From each item, copy out its lines word for word. Leave the pictures out of your answer.

#### DATASET RECORDS

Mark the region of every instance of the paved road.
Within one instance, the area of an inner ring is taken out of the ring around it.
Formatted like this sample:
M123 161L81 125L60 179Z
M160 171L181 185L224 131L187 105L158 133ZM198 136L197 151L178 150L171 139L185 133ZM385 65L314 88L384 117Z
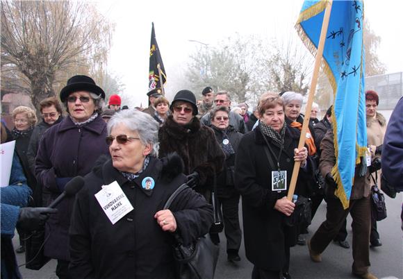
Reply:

########

## RESPONSE FOR THIS EXERCISE
Mark the region of every instance of the paved road.
Within one instance, the area of an inner ring is taken out of the ring around it.
Formatted like this sample:
M123 161L81 125L60 179Z
M160 171L181 185L224 131L187 105L158 133ZM198 136L197 151L178 150L171 139L185 133ZM385 65L314 88L384 117Z
Reply:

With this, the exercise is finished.